Part of a data file:
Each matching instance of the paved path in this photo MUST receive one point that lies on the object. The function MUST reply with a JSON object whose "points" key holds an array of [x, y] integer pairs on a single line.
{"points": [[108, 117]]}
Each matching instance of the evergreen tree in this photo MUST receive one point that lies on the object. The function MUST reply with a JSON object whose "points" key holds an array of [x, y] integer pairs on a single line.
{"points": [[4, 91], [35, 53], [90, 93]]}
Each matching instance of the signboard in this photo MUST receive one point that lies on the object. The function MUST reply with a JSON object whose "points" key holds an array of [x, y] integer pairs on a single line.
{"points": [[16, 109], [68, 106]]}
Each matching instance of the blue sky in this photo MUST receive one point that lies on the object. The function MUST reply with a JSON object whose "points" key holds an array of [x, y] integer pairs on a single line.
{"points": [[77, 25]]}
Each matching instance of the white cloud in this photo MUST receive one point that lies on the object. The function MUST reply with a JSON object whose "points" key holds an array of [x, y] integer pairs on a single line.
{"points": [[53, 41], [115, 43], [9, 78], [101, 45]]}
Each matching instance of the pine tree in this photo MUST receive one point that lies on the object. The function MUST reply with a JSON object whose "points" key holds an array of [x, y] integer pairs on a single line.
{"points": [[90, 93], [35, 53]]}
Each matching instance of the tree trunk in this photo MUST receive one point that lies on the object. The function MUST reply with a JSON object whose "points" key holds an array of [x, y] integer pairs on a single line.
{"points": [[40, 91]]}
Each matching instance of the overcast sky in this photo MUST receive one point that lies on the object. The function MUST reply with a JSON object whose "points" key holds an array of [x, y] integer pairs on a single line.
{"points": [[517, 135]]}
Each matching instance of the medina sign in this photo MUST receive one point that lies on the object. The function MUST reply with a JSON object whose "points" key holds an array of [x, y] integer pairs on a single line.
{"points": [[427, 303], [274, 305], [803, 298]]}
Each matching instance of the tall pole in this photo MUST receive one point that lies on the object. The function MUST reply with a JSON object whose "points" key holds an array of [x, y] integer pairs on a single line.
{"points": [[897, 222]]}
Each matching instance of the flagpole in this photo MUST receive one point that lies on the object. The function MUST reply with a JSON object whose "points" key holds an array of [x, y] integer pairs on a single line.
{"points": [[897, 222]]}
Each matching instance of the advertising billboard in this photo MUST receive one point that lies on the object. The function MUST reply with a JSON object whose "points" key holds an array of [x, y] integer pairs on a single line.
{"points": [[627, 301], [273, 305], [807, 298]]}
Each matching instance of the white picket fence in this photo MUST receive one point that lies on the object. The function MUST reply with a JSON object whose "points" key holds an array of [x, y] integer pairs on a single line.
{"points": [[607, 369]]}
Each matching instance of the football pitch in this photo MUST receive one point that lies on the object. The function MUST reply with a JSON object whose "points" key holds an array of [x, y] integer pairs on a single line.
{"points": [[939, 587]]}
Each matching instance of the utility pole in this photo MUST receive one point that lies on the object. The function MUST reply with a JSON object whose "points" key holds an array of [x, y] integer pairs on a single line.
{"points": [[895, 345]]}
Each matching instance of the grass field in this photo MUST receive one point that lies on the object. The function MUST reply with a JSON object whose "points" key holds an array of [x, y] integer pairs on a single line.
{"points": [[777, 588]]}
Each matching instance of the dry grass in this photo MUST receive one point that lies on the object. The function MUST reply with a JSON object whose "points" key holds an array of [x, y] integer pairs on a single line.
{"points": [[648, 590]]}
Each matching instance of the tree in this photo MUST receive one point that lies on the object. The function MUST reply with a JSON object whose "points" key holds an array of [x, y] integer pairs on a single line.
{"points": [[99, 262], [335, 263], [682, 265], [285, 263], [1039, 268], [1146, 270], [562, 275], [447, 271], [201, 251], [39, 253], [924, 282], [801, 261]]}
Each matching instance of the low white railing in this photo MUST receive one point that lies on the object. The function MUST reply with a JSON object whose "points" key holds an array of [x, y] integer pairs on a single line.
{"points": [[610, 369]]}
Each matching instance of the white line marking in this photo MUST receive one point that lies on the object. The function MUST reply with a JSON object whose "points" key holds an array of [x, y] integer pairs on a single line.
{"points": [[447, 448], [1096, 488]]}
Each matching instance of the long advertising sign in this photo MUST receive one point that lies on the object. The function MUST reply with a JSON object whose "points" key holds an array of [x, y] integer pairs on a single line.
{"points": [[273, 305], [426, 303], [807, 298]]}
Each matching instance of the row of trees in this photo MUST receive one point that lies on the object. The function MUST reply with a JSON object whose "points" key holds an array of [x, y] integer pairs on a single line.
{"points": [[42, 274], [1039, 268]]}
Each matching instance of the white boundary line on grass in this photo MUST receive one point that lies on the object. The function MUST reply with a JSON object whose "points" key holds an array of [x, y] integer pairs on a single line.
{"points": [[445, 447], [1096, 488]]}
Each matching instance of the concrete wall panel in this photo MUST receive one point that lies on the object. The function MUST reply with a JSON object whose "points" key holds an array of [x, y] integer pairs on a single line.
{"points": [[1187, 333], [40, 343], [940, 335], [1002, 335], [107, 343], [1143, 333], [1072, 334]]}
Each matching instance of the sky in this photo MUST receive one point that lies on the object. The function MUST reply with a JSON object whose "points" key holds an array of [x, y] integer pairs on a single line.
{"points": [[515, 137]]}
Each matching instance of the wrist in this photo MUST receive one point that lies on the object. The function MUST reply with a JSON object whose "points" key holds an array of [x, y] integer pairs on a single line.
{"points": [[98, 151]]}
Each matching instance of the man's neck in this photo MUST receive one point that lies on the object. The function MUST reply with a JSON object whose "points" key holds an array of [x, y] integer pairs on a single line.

◆ **PROBLEM TO WORK ON**:
Transcribe only the trailing portion of the entries above: the line that contains "Each matching instance of the wrist" and each line after it.

◆ **TASK RESULT**:
Each matching instance of the wrist in this photo MUST receive one point that lies on the object. The function MUST reply with a JSON object whose "points" key holds an array of [x, y] integer pairs on a single line.
{"points": [[98, 151]]}
Each matching instance of the man's neck in this photo MUST receive one point that lies on the object. The function MUST reply with a JSON object whose "points" key holds an array of [x, y] integer pairs on a single line.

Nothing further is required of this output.